» **EXERCISE**
Retype the rows below word for word, keeping every line as it stands.

Rows of box annotation data
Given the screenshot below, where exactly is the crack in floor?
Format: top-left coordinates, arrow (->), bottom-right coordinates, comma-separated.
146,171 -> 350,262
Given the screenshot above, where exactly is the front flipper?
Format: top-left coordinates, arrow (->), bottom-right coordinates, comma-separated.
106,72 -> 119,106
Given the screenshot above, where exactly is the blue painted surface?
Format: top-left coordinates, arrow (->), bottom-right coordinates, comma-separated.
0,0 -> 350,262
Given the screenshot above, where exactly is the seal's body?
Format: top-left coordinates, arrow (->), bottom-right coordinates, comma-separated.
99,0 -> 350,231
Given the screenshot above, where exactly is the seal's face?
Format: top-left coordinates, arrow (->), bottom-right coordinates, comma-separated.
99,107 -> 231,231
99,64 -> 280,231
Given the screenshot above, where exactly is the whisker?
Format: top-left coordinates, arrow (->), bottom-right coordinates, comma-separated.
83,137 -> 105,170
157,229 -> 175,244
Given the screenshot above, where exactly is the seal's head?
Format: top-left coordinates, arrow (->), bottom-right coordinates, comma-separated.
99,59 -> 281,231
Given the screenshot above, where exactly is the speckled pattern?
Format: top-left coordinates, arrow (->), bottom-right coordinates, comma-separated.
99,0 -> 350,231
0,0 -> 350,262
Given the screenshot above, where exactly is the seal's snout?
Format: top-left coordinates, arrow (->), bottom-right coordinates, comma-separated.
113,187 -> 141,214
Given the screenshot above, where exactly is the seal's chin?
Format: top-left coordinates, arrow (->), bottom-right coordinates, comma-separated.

» **CORRECT OUTPUT**
Given the screenshot below, where exactly is the crack in floor?
Format: top-left coordinates, arrow (->), bottom-right coordinates, comma-separated.
146,171 -> 350,262
Given the screenshot above, where exactly is the front flipper?
Format: top-left coordinates, arrow (->), bottom-right coordinates, comma-separated.
106,72 -> 119,106
Given the screenshot above, where exactly is the blue painted surface?
Format: top-left coordinates, arrow (->), bottom-right coordinates, comma-separated.
0,0 -> 350,262
Given the screenshot above, where exactly is the seal's body?
Format: top-left coordinates, arrow (->), bottom-right coordinates, comma-separated.
99,0 -> 350,231
Given the screenshot above, where exactly is the seal's face?
Format: top-left coordinates, arrow (->), bottom-right coordinates, comma-separated.
99,107 -> 231,231
99,64 -> 280,231
Given the screenshot above, where exactly is the whisker?
Format: top-left coordinates, arrow (->), bottom-right coordinates, comma-separated.
83,137 -> 105,170
157,229 -> 175,244
Given the screenshot above, where exactly is the seal's head?
Format: top-left coordinates, arrow (->), bottom-right coordinates, comma-separated.
99,59 -> 281,231
Given the screenshot above, where exactly is the speckled pattern?
Format: top-left coordinates, arrow (->), bottom-right coordinates, comma-separated.
99,0 -> 350,231
0,0 -> 350,262
Given the screenshot above, where exactly is the seal's snout?
Format: top-left coordinates, arrow (->), bottom-right coordinates, comma-separated.
113,187 -> 141,214
Given the screenshot above, where exactly is the seal's chin?
Format: top-left coordinates, arrow (->), bottom-right coordinates, comma-separated.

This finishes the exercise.